▸ Problem details:
Print out every line of the listing below without alteration.

▸ Data for this task:
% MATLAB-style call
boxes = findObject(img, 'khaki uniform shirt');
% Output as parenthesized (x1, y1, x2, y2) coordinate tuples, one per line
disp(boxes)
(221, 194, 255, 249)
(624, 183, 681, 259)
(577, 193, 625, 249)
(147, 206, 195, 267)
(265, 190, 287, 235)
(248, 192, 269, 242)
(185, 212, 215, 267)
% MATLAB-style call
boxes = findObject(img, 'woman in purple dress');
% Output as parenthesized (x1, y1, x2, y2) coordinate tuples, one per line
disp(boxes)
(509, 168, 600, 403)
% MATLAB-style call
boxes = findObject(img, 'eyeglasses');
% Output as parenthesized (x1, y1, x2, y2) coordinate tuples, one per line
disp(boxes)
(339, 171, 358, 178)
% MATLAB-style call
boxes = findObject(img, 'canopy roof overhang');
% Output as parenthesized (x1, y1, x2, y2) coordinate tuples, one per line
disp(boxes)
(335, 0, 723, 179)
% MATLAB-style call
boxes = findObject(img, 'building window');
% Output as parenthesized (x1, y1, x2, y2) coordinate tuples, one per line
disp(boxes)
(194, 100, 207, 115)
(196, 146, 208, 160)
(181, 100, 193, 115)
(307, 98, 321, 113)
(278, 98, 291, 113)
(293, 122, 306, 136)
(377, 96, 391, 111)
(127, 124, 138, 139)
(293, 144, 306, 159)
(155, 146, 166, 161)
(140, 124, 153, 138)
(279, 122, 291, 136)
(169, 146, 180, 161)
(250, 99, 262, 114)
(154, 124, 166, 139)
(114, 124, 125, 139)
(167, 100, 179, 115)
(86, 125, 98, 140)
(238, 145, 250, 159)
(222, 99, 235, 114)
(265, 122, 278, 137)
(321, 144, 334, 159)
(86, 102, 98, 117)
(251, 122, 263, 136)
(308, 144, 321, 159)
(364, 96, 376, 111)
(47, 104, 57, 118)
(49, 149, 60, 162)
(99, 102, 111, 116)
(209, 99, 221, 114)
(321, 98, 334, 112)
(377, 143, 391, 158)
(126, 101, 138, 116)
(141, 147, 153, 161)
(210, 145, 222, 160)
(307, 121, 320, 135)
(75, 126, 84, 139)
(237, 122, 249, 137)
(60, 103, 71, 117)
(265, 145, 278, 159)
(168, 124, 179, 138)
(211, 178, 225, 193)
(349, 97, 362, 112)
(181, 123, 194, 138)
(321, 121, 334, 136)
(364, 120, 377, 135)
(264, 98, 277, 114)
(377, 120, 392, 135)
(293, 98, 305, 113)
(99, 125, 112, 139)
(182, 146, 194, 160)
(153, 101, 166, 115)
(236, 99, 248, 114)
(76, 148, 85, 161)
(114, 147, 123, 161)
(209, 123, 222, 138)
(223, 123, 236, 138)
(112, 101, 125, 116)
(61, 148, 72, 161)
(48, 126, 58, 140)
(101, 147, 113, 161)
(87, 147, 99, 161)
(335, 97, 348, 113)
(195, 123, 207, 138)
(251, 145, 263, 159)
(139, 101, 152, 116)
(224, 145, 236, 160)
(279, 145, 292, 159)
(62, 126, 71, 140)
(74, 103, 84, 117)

▸ Response:
% MATLAB-style call
boxes = findObject(img, 'khaki uniform shirt');
% Output as parenthesized (x1, y1, x2, y2) coordinate tuples, one per line
disp(boxes)
(221, 194, 255, 249)
(624, 183, 681, 259)
(577, 193, 625, 249)
(147, 206, 195, 267)
(265, 190, 287, 235)
(248, 192, 269, 242)
(185, 212, 215, 267)
% MATLAB-style call
boxes = findObject(img, 'woman in purple dress');
% Output as parenthesized (x1, y1, x2, y2) coordinate tuples, one per line
disp(boxes)
(509, 168, 600, 403)
% MATLAB-style call
boxes = findObject(img, 'eyeglasses');
% Output as parenthesized (x1, y1, x2, y2) coordinate tuples, one per line
disp(boxes)
(339, 171, 358, 178)
% MATLAB-style call
boxes = findObject(img, 'canopy roof overhang');
% Output as parenthesized (x1, y1, x2, y2) coordinate tuples, one per line
disp(boxes)
(335, 0, 723, 179)
% MATLAB-style call
boxes = findObject(img, 'building window');
% Output as parenthesized (x1, y1, x2, y2) coordinate tuples, one per line
disp(boxes)
(194, 100, 207, 115)
(196, 146, 208, 160)
(181, 100, 193, 115)
(307, 98, 321, 113)
(278, 98, 291, 113)
(293, 122, 306, 136)
(377, 96, 391, 111)
(127, 124, 138, 139)
(293, 144, 306, 159)
(155, 146, 166, 161)
(140, 124, 153, 138)
(279, 122, 291, 136)
(169, 146, 180, 161)
(250, 99, 262, 114)
(154, 124, 166, 139)
(114, 124, 125, 139)
(167, 100, 179, 115)
(86, 125, 98, 140)
(238, 145, 250, 159)
(222, 99, 235, 114)
(265, 122, 278, 137)
(321, 144, 334, 159)
(86, 102, 98, 117)
(251, 122, 263, 136)
(308, 144, 321, 159)
(364, 96, 376, 111)
(47, 104, 57, 118)
(49, 149, 60, 162)
(99, 102, 111, 116)
(209, 99, 221, 114)
(321, 98, 334, 112)
(377, 143, 391, 158)
(126, 101, 138, 116)
(141, 147, 153, 161)
(210, 145, 222, 160)
(307, 121, 320, 135)
(75, 126, 84, 139)
(237, 122, 249, 137)
(60, 103, 71, 117)
(265, 145, 278, 159)
(168, 124, 179, 138)
(211, 178, 225, 193)
(349, 97, 362, 112)
(181, 123, 194, 138)
(321, 121, 334, 136)
(364, 120, 377, 135)
(264, 98, 277, 114)
(377, 120, 392, 135)
(293, 98, 305, 113)
(99, 125, 112, 139)
(182, 146, 194, 160)
(153, 101, 166, 115)
(236, 99, 248, 114)
(76, 148, 85, 161)
(114, 147, 123, 161)
(209, 123, 222, 138)
(223, 123, 236, 138)
(112, 101, 125, 116)
(61, 148, 72, 161)
(48, 126, 58, 140)
(101, 147, 113, 161)
(87, 147, 99, 161)
(335, 97, 348, 113)
(195, 123, 207, 138)
(251, 145, 263, 159)
(139, 101, 152, 116)
(224, 145, 236, 160)
(279, 145, 292, 159)
(62, 126, 71, 140)
(74, 103, 84, 117)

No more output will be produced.